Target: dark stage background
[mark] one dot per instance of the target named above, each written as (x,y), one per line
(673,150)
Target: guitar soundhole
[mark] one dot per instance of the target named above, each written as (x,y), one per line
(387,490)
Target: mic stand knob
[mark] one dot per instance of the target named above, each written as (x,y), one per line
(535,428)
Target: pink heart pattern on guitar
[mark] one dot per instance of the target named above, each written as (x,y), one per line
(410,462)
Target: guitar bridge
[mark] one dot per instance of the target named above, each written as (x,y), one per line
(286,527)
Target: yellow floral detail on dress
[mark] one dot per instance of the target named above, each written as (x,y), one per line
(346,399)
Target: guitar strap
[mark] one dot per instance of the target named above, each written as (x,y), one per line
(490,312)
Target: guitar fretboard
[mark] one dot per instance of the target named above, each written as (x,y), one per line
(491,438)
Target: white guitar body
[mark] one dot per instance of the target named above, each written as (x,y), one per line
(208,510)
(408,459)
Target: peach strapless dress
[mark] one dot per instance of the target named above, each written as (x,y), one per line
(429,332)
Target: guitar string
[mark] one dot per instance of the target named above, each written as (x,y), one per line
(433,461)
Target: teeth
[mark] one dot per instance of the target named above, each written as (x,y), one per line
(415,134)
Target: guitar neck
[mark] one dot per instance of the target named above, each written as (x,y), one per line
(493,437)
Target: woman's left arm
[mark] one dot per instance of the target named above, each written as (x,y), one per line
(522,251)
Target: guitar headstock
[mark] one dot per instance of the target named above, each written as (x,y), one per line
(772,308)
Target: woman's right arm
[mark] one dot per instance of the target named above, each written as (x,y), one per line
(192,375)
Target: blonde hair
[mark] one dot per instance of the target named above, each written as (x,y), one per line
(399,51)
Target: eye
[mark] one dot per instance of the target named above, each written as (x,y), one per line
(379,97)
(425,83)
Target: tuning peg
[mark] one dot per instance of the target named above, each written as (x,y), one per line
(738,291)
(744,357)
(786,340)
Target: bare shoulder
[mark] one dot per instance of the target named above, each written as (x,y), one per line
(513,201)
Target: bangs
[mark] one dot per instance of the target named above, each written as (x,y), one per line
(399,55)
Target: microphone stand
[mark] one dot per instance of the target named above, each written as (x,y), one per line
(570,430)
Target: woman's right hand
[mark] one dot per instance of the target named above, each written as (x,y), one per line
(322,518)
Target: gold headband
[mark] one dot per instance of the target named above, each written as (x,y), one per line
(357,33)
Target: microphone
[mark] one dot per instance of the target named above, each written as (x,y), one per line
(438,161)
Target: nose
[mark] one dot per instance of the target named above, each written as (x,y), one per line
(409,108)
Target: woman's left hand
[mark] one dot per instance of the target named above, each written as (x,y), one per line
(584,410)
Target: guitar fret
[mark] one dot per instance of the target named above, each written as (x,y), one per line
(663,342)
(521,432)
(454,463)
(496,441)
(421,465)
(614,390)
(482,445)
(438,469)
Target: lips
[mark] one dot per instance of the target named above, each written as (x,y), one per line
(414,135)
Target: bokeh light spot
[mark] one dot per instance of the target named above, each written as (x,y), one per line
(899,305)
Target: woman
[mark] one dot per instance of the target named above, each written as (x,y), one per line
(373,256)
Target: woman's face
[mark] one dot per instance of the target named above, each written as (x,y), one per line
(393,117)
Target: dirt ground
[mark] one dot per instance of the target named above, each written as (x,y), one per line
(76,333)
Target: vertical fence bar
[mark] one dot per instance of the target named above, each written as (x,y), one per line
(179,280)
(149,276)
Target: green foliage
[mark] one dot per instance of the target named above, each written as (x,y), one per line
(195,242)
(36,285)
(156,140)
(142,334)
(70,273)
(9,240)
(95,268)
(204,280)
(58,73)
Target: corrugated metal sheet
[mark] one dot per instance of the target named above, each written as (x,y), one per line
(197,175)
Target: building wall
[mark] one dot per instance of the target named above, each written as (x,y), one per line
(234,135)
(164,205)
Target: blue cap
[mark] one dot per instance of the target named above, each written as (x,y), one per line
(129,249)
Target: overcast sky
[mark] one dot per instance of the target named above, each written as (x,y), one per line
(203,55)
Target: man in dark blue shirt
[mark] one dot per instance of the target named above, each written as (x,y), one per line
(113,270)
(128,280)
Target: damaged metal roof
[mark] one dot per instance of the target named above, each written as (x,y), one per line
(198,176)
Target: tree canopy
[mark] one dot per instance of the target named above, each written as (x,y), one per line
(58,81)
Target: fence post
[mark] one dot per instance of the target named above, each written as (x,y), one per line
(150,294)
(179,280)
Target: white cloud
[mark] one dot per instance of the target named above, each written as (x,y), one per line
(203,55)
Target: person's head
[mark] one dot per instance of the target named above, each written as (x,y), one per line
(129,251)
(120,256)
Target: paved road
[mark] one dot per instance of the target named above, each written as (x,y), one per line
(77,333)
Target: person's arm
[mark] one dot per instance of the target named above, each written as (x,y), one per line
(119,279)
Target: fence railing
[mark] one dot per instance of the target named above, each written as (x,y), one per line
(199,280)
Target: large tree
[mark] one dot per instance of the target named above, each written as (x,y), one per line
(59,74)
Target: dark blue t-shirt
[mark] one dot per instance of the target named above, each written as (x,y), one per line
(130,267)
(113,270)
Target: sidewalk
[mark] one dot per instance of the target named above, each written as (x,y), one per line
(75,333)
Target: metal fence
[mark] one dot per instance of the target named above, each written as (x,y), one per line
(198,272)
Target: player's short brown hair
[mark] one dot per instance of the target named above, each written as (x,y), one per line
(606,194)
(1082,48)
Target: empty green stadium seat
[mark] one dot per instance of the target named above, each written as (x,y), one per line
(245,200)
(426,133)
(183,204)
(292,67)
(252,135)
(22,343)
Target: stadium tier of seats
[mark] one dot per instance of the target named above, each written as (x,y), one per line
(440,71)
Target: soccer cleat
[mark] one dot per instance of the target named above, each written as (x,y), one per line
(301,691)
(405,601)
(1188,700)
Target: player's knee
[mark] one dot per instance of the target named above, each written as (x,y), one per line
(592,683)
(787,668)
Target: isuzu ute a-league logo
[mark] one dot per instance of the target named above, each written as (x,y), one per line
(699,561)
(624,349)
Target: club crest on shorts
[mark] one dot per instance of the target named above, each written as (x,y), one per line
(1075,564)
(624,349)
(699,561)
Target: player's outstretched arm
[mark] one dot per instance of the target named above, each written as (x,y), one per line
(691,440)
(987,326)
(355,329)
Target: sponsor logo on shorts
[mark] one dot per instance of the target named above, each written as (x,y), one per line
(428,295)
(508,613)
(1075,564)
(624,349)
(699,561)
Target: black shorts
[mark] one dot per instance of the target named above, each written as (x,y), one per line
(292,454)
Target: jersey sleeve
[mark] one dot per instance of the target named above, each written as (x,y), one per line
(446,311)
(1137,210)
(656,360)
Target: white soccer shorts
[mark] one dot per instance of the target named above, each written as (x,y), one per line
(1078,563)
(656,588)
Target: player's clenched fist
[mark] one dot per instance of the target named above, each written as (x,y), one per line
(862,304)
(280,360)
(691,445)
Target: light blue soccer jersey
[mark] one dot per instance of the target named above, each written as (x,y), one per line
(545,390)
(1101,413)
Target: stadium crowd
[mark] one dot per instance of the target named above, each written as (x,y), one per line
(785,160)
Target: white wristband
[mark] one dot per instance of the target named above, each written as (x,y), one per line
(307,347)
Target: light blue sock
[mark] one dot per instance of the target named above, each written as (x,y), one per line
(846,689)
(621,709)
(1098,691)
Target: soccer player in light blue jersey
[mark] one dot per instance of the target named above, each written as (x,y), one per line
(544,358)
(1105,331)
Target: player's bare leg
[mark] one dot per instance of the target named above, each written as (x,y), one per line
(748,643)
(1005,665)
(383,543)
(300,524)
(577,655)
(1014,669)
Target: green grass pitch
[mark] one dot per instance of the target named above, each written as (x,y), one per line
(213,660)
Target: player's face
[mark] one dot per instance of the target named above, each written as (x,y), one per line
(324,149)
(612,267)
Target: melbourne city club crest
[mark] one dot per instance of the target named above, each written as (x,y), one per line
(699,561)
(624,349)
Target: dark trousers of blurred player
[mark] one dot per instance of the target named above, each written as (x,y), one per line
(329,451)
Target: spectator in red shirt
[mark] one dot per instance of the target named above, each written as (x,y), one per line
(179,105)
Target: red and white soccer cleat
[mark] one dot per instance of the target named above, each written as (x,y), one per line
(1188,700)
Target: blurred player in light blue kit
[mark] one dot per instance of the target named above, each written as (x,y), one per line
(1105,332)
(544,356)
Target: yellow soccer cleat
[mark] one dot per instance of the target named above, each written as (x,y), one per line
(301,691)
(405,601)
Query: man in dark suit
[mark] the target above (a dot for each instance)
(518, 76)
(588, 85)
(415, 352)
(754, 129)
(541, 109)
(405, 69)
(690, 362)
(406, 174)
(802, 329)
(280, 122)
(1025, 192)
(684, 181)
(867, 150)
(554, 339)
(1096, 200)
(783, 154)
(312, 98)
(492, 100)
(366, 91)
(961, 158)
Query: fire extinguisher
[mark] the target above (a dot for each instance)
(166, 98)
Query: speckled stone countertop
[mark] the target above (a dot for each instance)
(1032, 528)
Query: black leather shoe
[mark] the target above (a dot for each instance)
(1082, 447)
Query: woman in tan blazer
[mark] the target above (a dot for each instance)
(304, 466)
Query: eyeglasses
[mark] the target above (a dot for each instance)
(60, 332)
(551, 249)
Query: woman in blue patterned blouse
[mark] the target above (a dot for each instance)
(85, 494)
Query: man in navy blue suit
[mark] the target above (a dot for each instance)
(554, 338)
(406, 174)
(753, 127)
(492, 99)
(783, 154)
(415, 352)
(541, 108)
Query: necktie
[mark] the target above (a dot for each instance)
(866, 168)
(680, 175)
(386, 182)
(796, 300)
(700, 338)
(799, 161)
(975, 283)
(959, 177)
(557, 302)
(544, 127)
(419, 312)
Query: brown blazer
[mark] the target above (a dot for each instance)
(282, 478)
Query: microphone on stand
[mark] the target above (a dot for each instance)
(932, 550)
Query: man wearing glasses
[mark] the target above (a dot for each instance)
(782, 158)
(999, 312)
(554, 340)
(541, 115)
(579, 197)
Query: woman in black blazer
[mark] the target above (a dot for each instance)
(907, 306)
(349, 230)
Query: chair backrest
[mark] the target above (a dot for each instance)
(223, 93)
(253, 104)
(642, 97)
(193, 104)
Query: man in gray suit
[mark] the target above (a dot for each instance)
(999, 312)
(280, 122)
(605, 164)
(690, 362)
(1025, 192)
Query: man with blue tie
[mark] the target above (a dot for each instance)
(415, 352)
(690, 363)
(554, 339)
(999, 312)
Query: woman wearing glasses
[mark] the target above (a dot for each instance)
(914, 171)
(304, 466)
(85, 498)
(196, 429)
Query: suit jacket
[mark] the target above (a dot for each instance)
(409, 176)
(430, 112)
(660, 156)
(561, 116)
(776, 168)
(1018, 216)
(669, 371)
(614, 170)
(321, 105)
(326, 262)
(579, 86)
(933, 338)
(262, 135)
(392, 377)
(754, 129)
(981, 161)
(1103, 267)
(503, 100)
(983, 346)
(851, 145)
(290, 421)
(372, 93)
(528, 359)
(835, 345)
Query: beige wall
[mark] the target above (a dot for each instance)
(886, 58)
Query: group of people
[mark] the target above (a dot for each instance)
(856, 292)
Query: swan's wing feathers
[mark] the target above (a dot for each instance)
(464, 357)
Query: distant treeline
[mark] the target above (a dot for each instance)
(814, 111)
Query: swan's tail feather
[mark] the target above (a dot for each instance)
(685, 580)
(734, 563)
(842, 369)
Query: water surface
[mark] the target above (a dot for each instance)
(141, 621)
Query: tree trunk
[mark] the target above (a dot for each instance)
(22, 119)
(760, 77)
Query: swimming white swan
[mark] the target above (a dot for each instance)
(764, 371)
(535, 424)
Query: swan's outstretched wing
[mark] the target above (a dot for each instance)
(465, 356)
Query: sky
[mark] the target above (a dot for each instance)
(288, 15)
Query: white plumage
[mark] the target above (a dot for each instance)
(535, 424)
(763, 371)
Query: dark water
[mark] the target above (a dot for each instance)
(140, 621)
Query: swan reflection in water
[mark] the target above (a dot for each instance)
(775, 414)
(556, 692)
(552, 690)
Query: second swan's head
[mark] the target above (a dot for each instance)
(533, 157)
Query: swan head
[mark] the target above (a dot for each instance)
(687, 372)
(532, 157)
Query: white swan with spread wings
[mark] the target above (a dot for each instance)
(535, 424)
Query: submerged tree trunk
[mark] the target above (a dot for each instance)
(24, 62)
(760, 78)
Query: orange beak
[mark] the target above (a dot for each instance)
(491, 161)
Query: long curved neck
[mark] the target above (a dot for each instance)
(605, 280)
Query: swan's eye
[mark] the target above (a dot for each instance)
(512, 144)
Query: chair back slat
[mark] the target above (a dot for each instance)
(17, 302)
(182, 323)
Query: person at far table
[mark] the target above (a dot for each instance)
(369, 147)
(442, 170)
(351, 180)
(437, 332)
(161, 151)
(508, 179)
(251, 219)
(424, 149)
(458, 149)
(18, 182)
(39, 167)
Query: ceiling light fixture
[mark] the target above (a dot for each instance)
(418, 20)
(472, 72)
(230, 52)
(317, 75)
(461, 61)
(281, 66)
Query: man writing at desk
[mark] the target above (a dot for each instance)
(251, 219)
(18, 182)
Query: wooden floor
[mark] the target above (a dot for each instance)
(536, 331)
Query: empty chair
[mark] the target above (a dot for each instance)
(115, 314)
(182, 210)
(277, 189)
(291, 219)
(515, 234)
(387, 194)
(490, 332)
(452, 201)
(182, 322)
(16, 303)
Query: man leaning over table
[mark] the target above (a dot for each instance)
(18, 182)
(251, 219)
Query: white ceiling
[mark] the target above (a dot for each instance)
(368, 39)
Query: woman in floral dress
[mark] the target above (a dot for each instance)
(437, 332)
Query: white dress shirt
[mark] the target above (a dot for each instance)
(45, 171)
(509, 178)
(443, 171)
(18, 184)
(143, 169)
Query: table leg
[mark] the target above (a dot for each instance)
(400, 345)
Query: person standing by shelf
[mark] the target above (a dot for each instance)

——

## Task description
Return exactly the lines from the one containing "Query: chair back slat" through the last line of the records above, both included, and nothing else.

## Result
Query: chair back slat
[mark] the target above (a dot for each instance)
(17, 302)
(182, 323)
Query: person at far table
[mark] the target above (a dot for each instance)
(369, 147)
(442, 170)
(351, 180)
(437, 332)
(161, 151)
(508, 179)
(251, 219)
(424, 149)
(458, 149)
(18, 182)
(39, 167)
Query: ceiling light fixture
[mark] the target above (a dot for each instance)
(418, 20)
(472, 72)
(230, 52)
(317, 75)
(461, 61)
(281, 66)
Query: man writing at desk
[mark] the target above (a dot for each instance)
(251, 219)
(18, 182)
Query: wooden floor
[mark] the target above (a dot for each instance)
(536, 331)
Query: empty chair
[mark] the target above (a dot for each instance)
(115, 314)
(182, 210)
(277, 189)
(291, 219)
(515, 234)
(387, 194)
(490, 332)
(452, 201)
(182, 322)
(16, 303)
Query: man leaning over table
[mark] the target above (a dot for each instance)
(18, 182)
(251, 219)
Query: white ceiling
[mark] the target above (a dot for each instance)
(368, 39)
Query: woman in floral dress
[mark] the target above (a dot for each instance)
(437, 332)
Query: white dress shirt
[mark] the target above (a dot for each instance)
(45, 171)
(509, 178)
(443, 171)
(18, 184)
(143, 169)
Query: table leg
[mark] the target above (a dot for each instance)
(400, 345)
Query: person standing by shelf
[mark] the target above (a dot for each instance)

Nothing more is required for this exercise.